**PAGE EXTRACT:**
▼

I recently tried out netbeans for the first time in a long time, and it has gotten much better, but it isn't quite there either. The GUI editor is nice, but the java editor needs some more work.. I put this on par with Eclipse, but if you are doing GUI work, I would pick netbeans.
It is true, you get what you pay for. Try out intelliJ's free trial and if you like it, and you have the cash, buy it, intelliJ will pay for itself in the long run. If you are strapped for cash, use one of the free editors to write the next killer app, and make yourself some fat cash to buy yourself a nice new intelliJ license.
People will probably think I'm lieing, but I don't care. My IDE of choice is and will probably always be VIM. I have tried many IDE's and they all have something nice to offer, but I just can't get past the power of VIM. I can write code so much faster in VIM than I can with any other IDE. I often keep an IDE around for debugging though. The scripting capabilities of VIM, while not as robust as Emacs, are quite extensive and powerful such that you can build scripts to handle most repetitive tasks.
Ideally, it would be nice to run VIM inside of Eclipse or IntelliJ as my editor. Is there such a thing? That could definitely coerce me into using an IDE. I've thought about writing something like this as a plugin for Eclipse but have not bothered to do so. Let me know if anyone knows of such a thing.

▲

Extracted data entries
▼

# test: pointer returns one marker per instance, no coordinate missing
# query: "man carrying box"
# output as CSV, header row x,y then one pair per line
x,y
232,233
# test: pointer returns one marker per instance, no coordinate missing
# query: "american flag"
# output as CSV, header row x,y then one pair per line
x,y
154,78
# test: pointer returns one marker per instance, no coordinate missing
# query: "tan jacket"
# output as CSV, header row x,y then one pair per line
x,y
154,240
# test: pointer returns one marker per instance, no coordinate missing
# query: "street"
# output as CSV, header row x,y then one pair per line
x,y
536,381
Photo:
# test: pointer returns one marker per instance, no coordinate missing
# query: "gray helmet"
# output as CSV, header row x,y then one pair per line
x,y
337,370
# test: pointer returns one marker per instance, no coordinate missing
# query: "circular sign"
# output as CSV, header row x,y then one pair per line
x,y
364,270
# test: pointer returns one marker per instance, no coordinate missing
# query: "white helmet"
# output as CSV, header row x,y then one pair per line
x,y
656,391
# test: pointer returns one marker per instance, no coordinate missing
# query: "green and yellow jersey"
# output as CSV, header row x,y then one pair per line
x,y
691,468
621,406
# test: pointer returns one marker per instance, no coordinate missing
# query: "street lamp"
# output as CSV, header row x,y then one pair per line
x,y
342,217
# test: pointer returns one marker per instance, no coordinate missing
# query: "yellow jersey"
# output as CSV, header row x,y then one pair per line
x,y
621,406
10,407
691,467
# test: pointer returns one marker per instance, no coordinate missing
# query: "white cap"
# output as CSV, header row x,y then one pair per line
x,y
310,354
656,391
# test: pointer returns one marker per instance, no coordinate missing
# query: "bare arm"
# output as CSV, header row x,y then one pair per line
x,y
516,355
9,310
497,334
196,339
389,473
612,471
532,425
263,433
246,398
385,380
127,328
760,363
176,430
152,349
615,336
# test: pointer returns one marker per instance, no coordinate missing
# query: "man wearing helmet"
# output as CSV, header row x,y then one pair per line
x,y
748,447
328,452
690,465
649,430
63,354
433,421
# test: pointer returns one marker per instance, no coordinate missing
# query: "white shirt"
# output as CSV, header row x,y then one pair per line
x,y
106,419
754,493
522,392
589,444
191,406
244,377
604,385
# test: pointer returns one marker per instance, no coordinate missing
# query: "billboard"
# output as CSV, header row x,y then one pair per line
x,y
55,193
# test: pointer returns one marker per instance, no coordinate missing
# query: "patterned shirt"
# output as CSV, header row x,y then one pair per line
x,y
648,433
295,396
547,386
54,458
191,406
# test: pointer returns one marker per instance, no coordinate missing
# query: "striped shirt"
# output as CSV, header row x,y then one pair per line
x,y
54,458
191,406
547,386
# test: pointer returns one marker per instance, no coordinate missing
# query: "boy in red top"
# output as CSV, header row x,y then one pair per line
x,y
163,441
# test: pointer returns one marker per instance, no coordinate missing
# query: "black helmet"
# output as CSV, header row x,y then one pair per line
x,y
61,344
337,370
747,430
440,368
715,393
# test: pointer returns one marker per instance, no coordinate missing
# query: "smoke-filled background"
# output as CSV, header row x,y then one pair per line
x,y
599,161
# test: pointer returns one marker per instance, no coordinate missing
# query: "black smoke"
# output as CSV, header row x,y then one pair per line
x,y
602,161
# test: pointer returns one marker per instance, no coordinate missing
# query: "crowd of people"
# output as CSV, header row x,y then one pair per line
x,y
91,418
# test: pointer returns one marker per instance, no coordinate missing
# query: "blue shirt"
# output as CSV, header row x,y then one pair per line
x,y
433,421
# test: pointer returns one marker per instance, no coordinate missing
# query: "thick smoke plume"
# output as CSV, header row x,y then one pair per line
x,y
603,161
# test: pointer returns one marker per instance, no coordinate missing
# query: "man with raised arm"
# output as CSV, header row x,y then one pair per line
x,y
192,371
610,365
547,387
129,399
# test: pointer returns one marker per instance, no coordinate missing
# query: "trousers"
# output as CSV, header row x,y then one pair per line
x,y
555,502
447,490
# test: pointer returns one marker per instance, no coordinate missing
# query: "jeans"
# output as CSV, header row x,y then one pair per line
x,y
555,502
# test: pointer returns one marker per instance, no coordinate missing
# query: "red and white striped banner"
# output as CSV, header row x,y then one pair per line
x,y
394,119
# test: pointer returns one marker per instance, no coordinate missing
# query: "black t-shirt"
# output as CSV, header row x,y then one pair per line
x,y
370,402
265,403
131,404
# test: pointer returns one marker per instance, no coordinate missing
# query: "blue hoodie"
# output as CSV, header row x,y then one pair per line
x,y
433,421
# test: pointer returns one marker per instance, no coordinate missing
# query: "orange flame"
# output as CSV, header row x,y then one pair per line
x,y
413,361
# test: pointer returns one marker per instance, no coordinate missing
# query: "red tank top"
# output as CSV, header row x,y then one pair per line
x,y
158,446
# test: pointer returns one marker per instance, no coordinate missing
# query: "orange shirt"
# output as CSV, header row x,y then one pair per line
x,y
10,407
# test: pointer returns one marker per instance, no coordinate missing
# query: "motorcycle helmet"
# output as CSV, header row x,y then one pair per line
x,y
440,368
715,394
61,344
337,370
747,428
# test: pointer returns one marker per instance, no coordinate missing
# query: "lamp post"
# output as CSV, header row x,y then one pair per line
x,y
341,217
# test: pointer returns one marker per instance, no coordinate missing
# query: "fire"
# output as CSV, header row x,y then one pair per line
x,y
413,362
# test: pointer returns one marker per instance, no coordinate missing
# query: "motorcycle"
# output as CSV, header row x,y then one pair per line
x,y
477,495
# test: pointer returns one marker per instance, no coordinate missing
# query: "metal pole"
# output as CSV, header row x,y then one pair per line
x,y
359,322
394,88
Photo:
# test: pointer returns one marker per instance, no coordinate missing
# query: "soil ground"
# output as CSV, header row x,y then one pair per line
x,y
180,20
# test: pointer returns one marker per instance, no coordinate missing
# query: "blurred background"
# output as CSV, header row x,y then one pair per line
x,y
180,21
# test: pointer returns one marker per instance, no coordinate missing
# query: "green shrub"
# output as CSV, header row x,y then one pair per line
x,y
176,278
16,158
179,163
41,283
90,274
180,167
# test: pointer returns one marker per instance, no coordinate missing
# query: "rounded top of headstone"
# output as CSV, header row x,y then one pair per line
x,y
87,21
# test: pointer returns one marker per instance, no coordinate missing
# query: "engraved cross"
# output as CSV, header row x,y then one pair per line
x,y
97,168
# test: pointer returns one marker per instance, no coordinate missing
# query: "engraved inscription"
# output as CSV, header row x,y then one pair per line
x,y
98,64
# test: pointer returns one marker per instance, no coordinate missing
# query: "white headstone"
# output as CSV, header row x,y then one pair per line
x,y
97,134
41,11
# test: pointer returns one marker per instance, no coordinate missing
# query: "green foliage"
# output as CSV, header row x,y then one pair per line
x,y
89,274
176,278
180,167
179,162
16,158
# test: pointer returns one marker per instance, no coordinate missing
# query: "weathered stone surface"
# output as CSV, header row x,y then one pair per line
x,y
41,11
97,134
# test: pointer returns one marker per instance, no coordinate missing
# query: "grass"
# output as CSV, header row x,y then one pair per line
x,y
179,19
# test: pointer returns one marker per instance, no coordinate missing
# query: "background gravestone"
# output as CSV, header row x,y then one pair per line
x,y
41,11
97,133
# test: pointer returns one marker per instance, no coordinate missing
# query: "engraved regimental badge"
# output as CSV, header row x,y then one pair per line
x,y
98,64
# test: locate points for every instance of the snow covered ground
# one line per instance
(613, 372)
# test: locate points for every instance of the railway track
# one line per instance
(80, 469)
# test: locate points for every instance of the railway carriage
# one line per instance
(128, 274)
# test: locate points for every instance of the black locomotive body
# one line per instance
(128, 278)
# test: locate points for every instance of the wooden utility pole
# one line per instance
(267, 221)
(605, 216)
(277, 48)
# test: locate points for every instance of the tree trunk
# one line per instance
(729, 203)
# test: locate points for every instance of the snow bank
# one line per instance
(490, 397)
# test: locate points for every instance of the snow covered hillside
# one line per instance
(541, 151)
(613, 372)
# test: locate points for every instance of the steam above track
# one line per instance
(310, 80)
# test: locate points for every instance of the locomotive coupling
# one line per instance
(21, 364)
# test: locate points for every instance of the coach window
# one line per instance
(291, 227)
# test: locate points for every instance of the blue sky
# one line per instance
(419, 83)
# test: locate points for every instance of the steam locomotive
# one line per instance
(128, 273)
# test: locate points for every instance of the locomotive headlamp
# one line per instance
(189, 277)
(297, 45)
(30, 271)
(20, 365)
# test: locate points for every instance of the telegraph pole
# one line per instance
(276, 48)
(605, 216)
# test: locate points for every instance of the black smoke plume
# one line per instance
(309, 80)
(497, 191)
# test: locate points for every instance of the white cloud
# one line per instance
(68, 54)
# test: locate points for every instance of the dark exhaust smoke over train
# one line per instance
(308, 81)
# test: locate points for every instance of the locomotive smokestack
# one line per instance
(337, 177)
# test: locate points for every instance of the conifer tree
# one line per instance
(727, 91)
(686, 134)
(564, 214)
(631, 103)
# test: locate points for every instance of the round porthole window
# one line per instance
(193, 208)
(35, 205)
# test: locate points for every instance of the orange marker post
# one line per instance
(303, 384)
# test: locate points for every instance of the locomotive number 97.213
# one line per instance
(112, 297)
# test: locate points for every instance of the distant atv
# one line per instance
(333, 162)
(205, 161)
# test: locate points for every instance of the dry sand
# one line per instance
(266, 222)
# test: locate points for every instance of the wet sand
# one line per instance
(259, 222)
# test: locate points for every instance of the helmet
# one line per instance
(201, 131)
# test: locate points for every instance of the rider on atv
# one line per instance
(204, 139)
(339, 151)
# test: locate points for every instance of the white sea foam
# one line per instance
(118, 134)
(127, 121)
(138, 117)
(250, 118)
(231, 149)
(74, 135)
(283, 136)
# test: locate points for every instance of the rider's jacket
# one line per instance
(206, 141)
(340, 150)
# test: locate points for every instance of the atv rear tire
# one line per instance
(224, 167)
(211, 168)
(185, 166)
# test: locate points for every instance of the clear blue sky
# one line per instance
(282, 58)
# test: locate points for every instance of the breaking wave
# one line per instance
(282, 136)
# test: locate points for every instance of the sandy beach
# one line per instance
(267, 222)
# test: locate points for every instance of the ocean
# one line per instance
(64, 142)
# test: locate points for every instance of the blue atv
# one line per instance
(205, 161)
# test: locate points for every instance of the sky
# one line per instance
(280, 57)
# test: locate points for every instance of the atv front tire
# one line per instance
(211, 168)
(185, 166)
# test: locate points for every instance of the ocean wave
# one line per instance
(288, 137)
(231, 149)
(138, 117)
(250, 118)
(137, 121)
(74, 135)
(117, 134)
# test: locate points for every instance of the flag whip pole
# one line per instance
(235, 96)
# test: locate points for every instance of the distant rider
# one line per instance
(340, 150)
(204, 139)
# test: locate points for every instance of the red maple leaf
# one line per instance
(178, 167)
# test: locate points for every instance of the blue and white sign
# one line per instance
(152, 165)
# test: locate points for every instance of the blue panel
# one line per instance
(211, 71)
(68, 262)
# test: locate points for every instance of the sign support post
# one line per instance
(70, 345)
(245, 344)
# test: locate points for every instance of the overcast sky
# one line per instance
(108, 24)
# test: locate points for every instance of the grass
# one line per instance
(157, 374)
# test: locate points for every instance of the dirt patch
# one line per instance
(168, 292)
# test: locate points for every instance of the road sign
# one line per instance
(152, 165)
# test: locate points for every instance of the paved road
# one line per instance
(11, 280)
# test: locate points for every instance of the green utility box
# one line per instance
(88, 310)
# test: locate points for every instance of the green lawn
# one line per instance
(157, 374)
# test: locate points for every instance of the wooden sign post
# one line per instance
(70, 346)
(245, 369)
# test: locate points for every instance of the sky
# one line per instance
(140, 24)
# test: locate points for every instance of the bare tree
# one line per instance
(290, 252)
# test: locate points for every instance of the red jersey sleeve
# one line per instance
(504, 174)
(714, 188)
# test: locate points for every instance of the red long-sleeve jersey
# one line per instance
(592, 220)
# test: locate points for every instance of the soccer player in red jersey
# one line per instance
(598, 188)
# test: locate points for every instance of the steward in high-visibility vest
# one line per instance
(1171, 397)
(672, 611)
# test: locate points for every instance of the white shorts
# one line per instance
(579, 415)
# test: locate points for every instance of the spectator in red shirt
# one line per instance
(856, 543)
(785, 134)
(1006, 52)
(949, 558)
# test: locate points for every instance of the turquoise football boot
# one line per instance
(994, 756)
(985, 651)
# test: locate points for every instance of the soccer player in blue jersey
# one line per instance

▲

**INSTRUCTIONS FOR THE TASK:** In the comments on IDEs, retype the passage between "People will probably" and "such a thing.", inclusive.

**WORKED SOLUTION:**
People will probably think I'm lieing, but I don't care. My IDE of choice is and will probably always be VIM. I have tried many IDE's and they all have something nice to offer, but I just can't get past the power of VIM. I can write code so much faster in VIM than I can with any other IDE. I often keep an IDE around for debugging though. The scripting capabilities of VIM, while not as robust as Emacs, are quite extensive and powerful such that you can build scripts to handle most repetitive tasks.
Ideally, it would be nice to run VIM inside of Eclipse or IntelliJ as my editor. Is there such a thing? That could definitely coerce me into using an IDE. I've thought about writing something like this as a plugin for Eclipse but have not bothered to do so. Let me know if anyone knows of such a thing.